That's it — not performance quota increases, but capacity quota increases! To scale a bunch, we need to create a bunch of instances. These are quotas that everybody should be able to get without too much work. Unless explicitly stated, these are all the quota increases I got.

Testing setup

Based on the previous tests in 2020 and 2021, we will scale up to 3 500 containers, as fast as possible: we'll force scaling, by manually changing the desired number of containers from 1 to 3 500.
I think this keeps a good balance: we're not scaling to a small number, but we're not wasting resources scaling to millions of containers. By forcing the scaling, we're eliminating a lot of complexity: there is a ridiculous number of ways to scale containers! We're avoiding going down some complex rabbit holes: no talking about optimizing CloudWatch or AWS Autoscaling intervals and reaction times, no stressing about the granularity at which the application exposes metrics, no optimizing the app → Prometheus Push Gateway → Prometheus → Metrics Server flow, we're blissfully ignoring many complexities. For an application to actually scale up, we first must detect that scaling is required (that can happen with a multitude of tools, from CloudWatch Alarms to KEDA to custom application events), we must then decide how much we have to scale (which can again be complex logic — is it a defined step or is it dynamic?), we then have to actually scale up (how is new capacity added and how does it join the cluster?), and finally we have to gracefully utilize that capacity (how are new instances connected to load balancers, how do new instances impact the scaling metrics?). This whole process can be very complex and it is often application-specific and company-specific. We want results that are relevant to everybody, so we will ignore all this and focus on how quickly we can get new capacity from AWS.

We will run all the tests in AWS' North Virginia region (us-east-1), as we've seen in previous years that different AWS regions have the same performance levels. No need to also run the tests in South America, Europe, Middle East, Africa, and Asia Pacific too.

In terms of networking, each test that requires a networking setup will use a dedicated VPC spanning four availability zones (use1-az1, use1-az4, use1-az5, and use1-az6), and all containers will be created across four private /16 subnets. For increased performance and lower cost, each VPC will use three VPC Endpoints: S3 Gateway, ECR API, and ECR Docker API.

In terms of servers, for the tests that require servers, we will use the latest and the greatest: AWS' c6g.4xlarge EC2 instances.
In the previous years, we used c5.4xlarge instances, but the landscape has evolved since then. Ideally, we'd like to keep the same server size to accurately compare results between 2020 and 2021 and 2022.

§ **Data provided**
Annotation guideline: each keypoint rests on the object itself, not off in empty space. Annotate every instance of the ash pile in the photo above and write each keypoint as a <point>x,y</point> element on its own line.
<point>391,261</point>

§ **Problem to work on**
In the container scaling article, rewrite the passage from "That's it —" up to and including "increases I got.", replacing "bunch" with "lot". The data isn't needed here.

§ **Exercise output**
That's it — not performance quota increases, but capacity quota increases! To scale a lot, we need to create a lot of instances. These are quotas that everybody should be able to get without too much work. Unless explicitly stated, these are all the quota increases I got.